Задание A ->
Продублируйте без изменений фрагмент отрывка об опере «Пиковая дама», начав со слов «Утверждения совершенно произвольные» и остановившись после слов «на социальном заказе.».

Читаем Горькая истина. Записки и очерки полностью

По пути в театр мне вспомнилось, что «Пиковую Даму» Чайковский написал здесь, во Флоренции. Опера эта имеет свою историю. Всеволожский[226], директор Императорских театров, заказал эту оперу Чайковскому на сюжет повести Пушкина, но просил перенести действие ее с начала девятнадцатого века в восемнадцатый. Брат композитора, Модест[227]

, «переделал» Пушкина, заправив либретто оперы сильным мелодраматическим элементом, которого в такой дозе не было у Пушкина. Большевики же, как это им и полагается, откопали в этой опере Чайковского наличие «протеста» против «царизма»! Они уверяют, что «Пиковая Дама» тесно соприкасается с другими произведениями Чайковского последнего периода его творчества (в особенности с Шестой симфонией), в, которых отразились настроения и чувства некоторой части русской интеллигенции 90-х гг. XIX столетия в связи с усилением реакционного гнета. Растерянность, неудовлетворительность, мучительное ощущение разлада между одинокой метущейся личностью и социальной средой нашли отражение в его произведениях в глубоких философски обобщенных музыкальных образах.

Утверждения совершенно произвольные и, как в таких случаях всегда бывает у большевиков, просто высосанные из пальца. Но почему, в таком случае, и нам не выдвинуть свою версию и не развить ее? Тем более, что она будет основана на чувстве, а не на социальном заказе.

Задание B ->
Оформите в виде CSV с двумя столбцами, «текст» и «результат», только записи от строки, где есть «Check the frame shown here and identify where the tree», до строки, где есть «[910,283,1000,327]», включая обе. Каждой записи отведите одну строку: её формулировку поместите в поле «текст», а относящиеся к ней координаты — в поле «результат»; каждое значение заключите в кавычки, а переносы строк замените пробелами.

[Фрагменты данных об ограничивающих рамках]
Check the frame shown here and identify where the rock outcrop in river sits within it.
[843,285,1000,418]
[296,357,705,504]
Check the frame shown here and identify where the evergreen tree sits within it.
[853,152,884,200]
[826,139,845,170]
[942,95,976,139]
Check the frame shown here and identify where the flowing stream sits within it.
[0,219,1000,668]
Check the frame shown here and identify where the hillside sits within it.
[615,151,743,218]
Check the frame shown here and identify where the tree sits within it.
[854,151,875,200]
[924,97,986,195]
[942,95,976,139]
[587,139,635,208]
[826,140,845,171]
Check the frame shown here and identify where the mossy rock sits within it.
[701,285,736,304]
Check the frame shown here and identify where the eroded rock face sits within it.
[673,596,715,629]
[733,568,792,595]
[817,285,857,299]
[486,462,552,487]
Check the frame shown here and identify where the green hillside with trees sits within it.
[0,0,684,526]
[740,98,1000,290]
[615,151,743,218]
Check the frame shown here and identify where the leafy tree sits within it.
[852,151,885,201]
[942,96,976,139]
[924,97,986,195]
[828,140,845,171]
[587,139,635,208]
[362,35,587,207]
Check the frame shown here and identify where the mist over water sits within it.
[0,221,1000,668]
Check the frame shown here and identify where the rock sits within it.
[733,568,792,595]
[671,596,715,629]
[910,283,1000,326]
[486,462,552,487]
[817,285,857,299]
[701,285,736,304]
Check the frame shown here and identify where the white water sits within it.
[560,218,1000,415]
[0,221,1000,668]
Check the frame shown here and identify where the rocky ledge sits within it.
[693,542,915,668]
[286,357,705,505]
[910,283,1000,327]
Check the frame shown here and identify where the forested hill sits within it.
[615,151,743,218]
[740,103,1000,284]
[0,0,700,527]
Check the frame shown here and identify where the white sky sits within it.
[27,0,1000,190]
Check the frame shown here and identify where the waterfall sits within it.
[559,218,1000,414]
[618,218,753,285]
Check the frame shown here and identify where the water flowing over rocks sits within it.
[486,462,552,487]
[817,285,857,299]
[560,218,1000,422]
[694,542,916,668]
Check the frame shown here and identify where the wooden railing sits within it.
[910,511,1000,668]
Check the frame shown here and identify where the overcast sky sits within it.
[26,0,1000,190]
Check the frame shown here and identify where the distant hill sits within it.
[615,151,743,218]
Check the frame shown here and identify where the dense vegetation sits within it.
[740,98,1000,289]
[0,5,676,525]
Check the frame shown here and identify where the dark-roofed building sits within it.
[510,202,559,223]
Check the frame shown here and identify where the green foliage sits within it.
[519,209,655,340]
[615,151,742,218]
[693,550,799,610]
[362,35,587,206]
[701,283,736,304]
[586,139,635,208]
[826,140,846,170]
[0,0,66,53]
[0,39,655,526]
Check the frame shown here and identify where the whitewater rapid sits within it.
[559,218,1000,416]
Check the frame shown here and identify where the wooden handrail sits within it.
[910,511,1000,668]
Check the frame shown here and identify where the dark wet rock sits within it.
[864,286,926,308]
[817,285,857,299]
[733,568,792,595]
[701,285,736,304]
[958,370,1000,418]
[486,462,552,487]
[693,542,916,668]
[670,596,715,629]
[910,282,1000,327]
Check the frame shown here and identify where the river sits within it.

Решение A ->
Утверждения совершенно произвольные и, как в таких случаях всегда бывает у большевиков, просто высосанные из пальца. Но почему, в таком случае, и нам не выдвинуть свою версию и не развить ее? Тем более, что она будет основана на чувстве, а не на социальном заказе.

Решение B ->
текст,результат
"Check the frame shown here and identify where the tree sits within it.","[854,151,875,200] [924,97,986,195] [942,95,976,139] [587,139,635,208] [826,140,845,171]"
"Check the frame shown here and identify where the mossy rock sits within it.","[701,285,736,304]"
"Check the frame shown here and identify where the eroded rock face sits within it.","[673,596,715,629] [733,568,792,595] [817,285,857,299] [486,462,552,487]"
"Check the frame shown here and identify where the green hillside with trees sits within it.","[0,0,684,526] [740,98,1000,290] [615,151,743,218]"
"Check the frame shown here and identify where the leafy tree sits within it.","[852,151,885,201] [942,96,976,139] [924,97,986,195] [828,140,845,171] [587,139,635,208] [362,35,587,207]"
"Check the frame shown here and identify where the mist over water sits within it.","[0,221,1000,668]"
"Check the frame shown here and identify where the rock sits within it.","[733,568,792,595] [671,596,715,629] [910,283,1000,326] [486,462,552,487] [817,285,857,299] [701,285,736,304]"
"Check the frame shown here and identify where the white water sits within it.","[560,218,1000,415] [0,221,1000,668]"
"Check the frame shown here and identify where the rocky ledge sits within it.","[693,542,915,668] [286,357,705,505] [910,283,1000,327]"